Objective: Copy exactly the lines from the "In the photo above, where can the man's arm" line to the end, both included, and nothing else.

Data supplied:
[start]

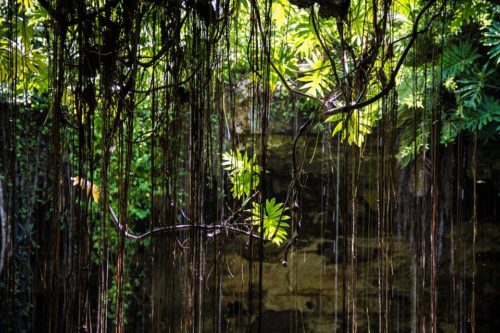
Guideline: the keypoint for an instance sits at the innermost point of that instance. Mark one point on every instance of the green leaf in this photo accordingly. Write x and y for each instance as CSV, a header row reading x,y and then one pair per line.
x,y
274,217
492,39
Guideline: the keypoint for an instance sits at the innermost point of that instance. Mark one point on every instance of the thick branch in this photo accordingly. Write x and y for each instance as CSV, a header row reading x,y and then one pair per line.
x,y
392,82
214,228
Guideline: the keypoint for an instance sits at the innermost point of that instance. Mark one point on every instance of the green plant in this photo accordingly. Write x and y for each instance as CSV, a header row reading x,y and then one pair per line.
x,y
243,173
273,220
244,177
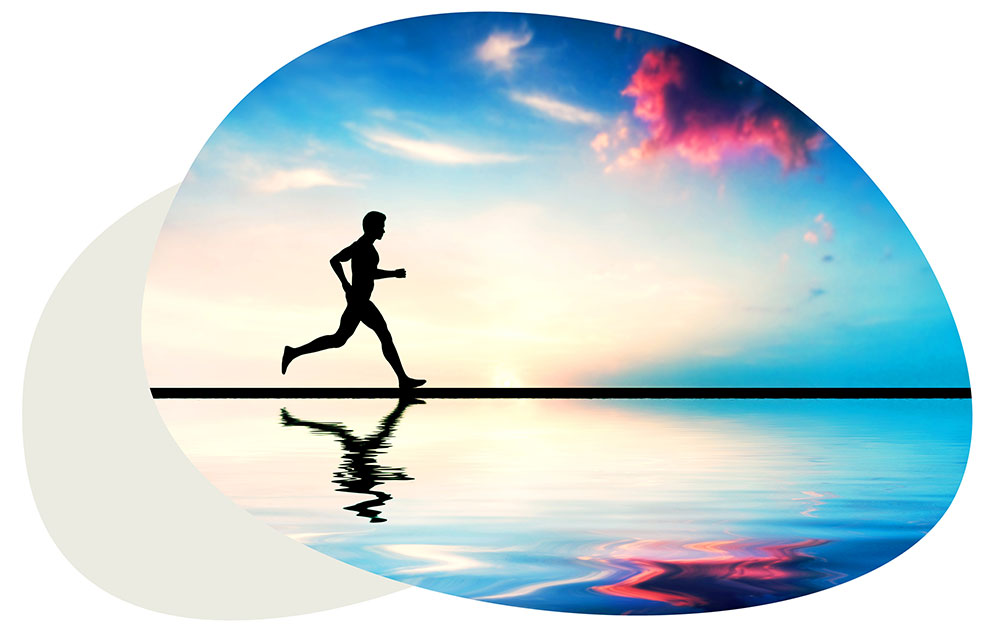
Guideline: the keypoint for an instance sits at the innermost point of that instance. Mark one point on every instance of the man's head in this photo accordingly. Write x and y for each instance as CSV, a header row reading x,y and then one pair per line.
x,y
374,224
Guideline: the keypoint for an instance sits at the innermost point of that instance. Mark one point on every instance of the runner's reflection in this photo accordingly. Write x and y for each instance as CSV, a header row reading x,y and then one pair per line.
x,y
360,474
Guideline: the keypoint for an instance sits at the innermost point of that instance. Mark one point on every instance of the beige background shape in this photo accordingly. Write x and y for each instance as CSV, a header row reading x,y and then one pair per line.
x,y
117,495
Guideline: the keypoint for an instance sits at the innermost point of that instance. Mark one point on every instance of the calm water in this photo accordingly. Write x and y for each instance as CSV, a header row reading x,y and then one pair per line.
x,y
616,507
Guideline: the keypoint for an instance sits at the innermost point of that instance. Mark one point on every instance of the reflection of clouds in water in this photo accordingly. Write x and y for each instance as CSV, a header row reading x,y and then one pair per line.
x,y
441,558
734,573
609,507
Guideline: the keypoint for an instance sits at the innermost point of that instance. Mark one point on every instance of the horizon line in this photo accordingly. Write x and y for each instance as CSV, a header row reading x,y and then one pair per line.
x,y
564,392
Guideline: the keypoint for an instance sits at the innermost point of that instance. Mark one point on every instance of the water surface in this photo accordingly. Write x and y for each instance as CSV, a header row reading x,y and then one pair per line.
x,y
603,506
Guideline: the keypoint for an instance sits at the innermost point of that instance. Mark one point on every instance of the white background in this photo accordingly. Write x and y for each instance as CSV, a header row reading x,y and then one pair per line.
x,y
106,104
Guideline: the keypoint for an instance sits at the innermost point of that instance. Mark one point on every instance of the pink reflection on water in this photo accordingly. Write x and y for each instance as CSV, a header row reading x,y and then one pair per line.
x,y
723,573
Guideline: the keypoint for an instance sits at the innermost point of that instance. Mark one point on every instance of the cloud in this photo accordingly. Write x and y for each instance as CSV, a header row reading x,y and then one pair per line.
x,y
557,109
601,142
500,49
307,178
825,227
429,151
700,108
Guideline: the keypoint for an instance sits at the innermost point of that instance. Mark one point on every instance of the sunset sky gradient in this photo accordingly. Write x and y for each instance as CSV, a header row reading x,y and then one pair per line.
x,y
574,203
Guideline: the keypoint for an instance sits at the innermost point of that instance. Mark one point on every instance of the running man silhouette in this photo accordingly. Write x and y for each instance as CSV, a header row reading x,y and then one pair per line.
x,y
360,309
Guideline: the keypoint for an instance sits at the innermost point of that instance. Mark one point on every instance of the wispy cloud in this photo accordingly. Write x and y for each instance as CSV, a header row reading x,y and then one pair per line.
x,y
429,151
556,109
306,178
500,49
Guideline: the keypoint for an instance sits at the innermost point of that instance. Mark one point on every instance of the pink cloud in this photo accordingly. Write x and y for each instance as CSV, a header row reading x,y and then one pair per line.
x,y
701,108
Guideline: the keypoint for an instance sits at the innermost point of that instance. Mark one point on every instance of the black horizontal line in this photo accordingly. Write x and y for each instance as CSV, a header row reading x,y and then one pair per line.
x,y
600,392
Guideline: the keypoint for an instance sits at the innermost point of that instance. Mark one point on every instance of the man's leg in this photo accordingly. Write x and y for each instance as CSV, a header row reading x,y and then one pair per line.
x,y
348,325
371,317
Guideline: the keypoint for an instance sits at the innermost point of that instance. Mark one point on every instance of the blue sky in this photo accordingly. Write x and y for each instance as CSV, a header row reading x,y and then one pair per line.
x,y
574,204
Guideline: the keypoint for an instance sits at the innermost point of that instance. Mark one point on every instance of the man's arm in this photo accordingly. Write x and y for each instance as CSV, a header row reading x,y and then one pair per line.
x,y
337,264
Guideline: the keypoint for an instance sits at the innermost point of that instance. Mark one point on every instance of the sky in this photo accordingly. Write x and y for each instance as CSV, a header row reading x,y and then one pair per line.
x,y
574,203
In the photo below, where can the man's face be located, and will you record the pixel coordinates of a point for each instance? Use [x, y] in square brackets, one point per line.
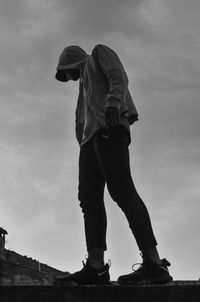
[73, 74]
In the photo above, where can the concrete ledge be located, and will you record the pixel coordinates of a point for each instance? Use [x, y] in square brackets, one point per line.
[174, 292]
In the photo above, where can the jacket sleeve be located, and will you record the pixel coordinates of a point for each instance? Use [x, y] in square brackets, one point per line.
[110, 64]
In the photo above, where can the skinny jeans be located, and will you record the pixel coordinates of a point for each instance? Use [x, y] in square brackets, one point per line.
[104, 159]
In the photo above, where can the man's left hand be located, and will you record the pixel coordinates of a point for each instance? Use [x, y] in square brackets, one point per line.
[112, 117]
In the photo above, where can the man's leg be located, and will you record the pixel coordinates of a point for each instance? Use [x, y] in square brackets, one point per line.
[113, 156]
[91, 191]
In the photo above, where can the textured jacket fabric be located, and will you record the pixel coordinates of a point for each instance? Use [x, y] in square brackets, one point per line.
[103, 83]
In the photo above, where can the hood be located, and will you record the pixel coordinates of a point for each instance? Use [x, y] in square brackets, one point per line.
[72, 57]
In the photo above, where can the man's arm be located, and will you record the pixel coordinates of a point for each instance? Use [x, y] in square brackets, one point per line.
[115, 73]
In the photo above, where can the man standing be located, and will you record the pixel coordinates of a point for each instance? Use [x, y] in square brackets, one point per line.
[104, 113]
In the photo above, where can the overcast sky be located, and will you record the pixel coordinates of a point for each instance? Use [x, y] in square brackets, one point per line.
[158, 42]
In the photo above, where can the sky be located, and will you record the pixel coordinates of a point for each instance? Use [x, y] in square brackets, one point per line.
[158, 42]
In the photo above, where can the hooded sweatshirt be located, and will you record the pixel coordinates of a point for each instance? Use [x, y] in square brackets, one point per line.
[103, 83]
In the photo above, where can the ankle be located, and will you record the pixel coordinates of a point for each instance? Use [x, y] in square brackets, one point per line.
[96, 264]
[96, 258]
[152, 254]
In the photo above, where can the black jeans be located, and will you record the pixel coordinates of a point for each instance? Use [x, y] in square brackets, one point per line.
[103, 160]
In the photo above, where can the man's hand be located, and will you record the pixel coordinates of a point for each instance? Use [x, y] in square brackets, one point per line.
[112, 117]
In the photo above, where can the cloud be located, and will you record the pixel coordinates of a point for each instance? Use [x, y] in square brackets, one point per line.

[end]

Solution for this exercise:
In the photo above, where can the man's arm be located, and will you record the pixel coordinates of a point for each instance? Use [x, y] in square brackets, one point per line.
[115, 73]
In the photo above, where can the man standing be located, and will you record the pixel coordinates of a point for each instance? Use [x, y] in square brackets, one point per line.
[104, 113]
In the photo above, where can the overcast sky be located, and will you record the pixel coordinates of a point for each instance? Use [x, y] in square brackets, one point per line.
[158, 42]
In the photo above, where can the sky be located, and will you record the pixel coordinates of a point for each instance? Use [x, y] in square brackets, one point per line.
[158, 42]
In the photo above, where can the hooded sweatshirt be located, and will you record the pixel coordinates of a point for each instance? Use [x, y] in square brackets, one point per line.
[103, 83]
In the photo above, where can the ankle be located, and will you record the pixel coordinates of a point for each instance? Use [x, y] in square brackets, one point per line.
[96, 264]
[96, 258]
[152, 254]
In the photo above, where can the black jeans be located, and will you record the pixel coordinates of a point for each instance? Use [x, y] in square brackets, one point per line.
[103, 160]
In the photo above, where can the man's hand be located, and will you record the pixel coordinates of a point for each instance? Use [x, y] in square brackets, one point per line.
[112, 117]
In the photo above, where can the cloud be located, and will you record the pixel coordinates of a point for each instance? Use [x, y] in square brackets, one point per line.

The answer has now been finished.